Document ->
_ _ _ _

So whenever he comes to visit me here in Florida, I take him to a casino. But we always have to come up with some sort of “cover-up” operation to make sure my mom never finds out.

She simply hates casinos because my dad always loses money.

For my dad, casinos are a lot of fun. While I respect that, I also can’t blame my mom for hating them. After all, the odds you will make money are very low.

That’s also why I never go to casinos, unless I’m with my dad.

I follow that same philosophy of avoiding low-odds bets in the financial markets as well.

Take the options market, for example. Most people think options are extremely risky. But the truth is, that largely depends on what kind of strategy you use.

There’s one particular option strategy that puts the odds of winning in your favor. Instead of betting against the house, you get to be the house. And even better, you can collect some incredible income in the process. Let me explain…

Putting the Odds of Winning in Your Favor

When you buy a put option, you’re buying the right (not the obligation) to sell a stock at a set price (called the “strike price”) by a certain date. You’re basically betting the stock will fall.

Stock options have a predetermined shelf life. They expire in a few months or, at best, a year. So when you buy an option, you have to be right about the direction of the stock.

But you also have to be right on timing. Your trading idea has to be proven right before the option expires in a matter of months. This is very difficult for most investors.

And that’s why most options expire worthless. In general, those who buy options have very low odds of winning.

_ _ _ _

Data provided ->

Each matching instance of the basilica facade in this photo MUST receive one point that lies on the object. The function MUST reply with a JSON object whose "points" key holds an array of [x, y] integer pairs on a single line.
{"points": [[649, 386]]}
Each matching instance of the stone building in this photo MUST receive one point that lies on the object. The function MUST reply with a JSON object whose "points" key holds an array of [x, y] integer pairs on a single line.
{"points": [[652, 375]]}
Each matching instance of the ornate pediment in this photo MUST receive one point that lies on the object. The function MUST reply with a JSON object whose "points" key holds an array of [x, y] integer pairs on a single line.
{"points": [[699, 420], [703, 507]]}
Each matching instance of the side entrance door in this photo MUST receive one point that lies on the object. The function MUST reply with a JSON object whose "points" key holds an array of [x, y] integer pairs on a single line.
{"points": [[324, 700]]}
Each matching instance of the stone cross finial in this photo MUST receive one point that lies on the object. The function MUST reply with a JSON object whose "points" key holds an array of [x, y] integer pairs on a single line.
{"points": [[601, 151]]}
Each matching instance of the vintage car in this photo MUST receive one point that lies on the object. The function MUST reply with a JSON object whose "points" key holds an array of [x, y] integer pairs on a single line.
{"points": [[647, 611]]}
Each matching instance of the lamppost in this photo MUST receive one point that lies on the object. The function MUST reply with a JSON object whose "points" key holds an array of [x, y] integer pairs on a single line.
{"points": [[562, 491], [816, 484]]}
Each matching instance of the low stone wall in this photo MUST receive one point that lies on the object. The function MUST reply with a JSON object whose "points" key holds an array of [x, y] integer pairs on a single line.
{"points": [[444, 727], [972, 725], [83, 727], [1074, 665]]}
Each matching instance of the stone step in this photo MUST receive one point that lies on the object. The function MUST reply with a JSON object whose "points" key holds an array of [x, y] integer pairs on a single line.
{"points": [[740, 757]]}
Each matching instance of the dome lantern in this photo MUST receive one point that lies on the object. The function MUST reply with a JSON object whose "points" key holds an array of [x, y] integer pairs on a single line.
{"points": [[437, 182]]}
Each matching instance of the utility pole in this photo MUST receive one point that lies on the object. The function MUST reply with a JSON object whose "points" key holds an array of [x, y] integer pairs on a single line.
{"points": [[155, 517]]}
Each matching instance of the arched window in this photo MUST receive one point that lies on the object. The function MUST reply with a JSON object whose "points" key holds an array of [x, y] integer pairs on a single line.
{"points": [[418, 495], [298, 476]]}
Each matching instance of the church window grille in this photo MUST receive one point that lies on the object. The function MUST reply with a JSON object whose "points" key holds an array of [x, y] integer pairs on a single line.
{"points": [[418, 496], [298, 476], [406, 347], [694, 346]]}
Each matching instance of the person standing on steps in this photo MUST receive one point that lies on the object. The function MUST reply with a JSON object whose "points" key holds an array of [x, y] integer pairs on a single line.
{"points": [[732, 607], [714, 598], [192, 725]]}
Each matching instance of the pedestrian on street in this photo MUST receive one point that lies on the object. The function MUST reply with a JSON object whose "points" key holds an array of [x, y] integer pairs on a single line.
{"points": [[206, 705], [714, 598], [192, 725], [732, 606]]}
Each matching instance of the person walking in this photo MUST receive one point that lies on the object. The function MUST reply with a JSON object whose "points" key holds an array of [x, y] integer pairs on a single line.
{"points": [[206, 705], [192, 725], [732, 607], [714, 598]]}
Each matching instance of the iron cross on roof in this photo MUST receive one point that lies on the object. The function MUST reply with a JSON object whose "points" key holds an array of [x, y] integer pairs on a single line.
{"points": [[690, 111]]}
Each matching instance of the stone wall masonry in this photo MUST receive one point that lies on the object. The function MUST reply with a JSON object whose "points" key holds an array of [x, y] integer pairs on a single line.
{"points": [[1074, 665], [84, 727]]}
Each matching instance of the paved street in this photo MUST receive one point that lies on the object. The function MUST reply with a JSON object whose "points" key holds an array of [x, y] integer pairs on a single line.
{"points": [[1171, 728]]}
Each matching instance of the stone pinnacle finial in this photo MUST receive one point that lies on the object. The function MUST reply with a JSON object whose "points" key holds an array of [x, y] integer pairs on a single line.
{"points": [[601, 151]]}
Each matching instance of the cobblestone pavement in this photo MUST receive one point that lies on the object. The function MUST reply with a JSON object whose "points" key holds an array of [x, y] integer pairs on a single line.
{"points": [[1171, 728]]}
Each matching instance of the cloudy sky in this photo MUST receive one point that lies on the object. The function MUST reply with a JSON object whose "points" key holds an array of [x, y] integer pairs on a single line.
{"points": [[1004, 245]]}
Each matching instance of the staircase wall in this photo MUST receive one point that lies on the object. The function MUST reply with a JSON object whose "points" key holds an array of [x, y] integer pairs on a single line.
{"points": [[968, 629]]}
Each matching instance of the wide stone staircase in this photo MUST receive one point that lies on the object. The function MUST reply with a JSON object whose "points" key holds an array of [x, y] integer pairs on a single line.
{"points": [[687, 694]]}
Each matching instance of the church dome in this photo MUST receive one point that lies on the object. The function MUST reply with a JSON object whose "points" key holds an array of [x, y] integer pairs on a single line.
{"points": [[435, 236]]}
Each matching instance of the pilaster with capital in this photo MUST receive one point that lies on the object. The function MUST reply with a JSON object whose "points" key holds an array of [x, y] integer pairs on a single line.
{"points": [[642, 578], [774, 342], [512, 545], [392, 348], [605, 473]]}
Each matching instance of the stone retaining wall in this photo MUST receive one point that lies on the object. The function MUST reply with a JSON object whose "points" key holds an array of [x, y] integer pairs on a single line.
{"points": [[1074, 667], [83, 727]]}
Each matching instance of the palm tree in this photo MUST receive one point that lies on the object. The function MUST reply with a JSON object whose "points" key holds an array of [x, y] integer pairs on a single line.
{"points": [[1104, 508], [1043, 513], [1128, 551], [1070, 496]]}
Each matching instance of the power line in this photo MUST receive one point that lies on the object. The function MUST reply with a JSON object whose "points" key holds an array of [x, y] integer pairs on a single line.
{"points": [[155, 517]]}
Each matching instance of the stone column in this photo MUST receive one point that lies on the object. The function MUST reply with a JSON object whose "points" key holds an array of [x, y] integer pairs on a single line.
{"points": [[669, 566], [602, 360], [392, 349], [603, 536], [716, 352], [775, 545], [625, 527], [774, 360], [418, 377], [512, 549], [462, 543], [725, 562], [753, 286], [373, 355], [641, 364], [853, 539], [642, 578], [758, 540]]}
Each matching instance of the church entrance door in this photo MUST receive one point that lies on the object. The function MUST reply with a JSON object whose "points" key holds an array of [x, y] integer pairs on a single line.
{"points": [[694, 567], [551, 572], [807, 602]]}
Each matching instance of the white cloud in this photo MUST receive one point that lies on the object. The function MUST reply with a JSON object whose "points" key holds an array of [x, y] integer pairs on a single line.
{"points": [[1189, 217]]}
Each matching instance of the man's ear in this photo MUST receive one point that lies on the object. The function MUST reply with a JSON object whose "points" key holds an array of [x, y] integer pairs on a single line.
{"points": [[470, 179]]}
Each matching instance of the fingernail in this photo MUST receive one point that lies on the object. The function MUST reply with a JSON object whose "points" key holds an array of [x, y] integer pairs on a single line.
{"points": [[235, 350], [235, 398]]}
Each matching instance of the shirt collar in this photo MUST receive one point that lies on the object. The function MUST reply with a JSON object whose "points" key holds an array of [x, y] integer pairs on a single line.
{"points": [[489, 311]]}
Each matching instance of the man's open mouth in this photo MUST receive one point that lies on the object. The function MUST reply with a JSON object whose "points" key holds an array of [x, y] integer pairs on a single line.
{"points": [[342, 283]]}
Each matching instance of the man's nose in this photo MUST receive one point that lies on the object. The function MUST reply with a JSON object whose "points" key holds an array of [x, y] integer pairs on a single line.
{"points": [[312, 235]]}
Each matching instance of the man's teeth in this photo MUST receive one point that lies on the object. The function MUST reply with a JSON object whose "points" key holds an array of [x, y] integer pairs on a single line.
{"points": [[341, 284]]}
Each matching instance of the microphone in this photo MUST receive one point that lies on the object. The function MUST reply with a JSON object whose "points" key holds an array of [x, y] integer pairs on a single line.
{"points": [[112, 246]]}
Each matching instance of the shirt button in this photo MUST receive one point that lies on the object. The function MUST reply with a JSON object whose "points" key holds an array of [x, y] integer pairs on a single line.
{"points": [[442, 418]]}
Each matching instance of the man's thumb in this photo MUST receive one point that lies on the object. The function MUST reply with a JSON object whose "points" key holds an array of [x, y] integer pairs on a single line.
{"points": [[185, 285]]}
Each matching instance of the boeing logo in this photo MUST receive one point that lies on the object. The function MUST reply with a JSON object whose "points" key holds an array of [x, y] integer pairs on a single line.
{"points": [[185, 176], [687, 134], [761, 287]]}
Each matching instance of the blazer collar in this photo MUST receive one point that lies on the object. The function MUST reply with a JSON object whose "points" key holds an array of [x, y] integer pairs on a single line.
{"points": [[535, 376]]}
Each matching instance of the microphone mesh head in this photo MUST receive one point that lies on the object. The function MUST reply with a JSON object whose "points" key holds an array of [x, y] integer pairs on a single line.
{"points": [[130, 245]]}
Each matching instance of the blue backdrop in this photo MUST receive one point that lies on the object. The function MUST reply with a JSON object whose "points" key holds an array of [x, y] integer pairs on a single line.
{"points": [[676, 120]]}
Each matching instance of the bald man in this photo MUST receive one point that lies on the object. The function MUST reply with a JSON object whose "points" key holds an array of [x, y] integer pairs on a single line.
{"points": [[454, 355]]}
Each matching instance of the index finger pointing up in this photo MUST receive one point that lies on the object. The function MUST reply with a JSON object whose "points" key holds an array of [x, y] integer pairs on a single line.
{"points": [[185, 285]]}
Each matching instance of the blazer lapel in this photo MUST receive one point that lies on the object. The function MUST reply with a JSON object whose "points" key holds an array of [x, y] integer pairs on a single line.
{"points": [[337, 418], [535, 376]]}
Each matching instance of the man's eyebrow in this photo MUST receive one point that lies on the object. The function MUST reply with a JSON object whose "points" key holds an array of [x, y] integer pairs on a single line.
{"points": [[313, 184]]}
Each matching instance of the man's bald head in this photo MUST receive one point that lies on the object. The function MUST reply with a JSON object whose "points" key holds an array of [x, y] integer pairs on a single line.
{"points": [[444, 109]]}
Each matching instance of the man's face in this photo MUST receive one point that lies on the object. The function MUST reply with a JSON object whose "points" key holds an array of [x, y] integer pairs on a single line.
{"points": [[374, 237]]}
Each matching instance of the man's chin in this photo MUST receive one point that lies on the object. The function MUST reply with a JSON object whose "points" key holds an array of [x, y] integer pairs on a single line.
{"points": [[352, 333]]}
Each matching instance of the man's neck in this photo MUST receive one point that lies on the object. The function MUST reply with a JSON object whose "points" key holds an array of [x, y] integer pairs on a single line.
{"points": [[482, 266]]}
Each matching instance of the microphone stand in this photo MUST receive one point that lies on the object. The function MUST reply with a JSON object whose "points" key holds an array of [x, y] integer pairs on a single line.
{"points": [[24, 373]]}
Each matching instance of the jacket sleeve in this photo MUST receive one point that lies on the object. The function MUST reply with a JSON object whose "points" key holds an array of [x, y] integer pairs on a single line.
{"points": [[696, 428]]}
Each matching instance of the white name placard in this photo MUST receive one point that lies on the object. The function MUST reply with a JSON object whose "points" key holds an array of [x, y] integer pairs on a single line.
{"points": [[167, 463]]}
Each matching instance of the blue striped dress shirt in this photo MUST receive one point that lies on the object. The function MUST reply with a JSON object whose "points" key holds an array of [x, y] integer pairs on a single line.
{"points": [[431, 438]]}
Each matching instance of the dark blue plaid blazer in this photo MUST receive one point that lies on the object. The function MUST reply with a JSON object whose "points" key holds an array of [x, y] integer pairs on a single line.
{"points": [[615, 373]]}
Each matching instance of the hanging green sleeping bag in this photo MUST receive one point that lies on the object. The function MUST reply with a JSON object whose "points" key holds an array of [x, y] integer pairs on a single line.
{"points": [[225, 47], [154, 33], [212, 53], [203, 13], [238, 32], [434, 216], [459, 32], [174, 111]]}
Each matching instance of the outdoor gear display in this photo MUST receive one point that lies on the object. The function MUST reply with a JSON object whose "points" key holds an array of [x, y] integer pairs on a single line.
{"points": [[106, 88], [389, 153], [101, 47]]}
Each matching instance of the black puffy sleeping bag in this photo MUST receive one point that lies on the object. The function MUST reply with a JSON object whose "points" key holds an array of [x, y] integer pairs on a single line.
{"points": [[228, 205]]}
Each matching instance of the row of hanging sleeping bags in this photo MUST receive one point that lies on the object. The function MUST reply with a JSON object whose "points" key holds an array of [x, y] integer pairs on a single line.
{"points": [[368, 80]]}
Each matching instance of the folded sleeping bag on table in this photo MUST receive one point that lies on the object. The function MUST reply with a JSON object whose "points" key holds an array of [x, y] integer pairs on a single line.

_ _ _ _

Task objective ->
Print the options article word for word from "For my dad, casinos" to "with my dad.". Rely only on the options article for what comes next, not on the items.

Answer to this problem ->
For my dad, casinos are a lot of fun. While I respect that, I also can’t blame my mom for hating them. After all, the odds you will make money are very low.

That’s also why I never go to casinos, unless I’m with my dad.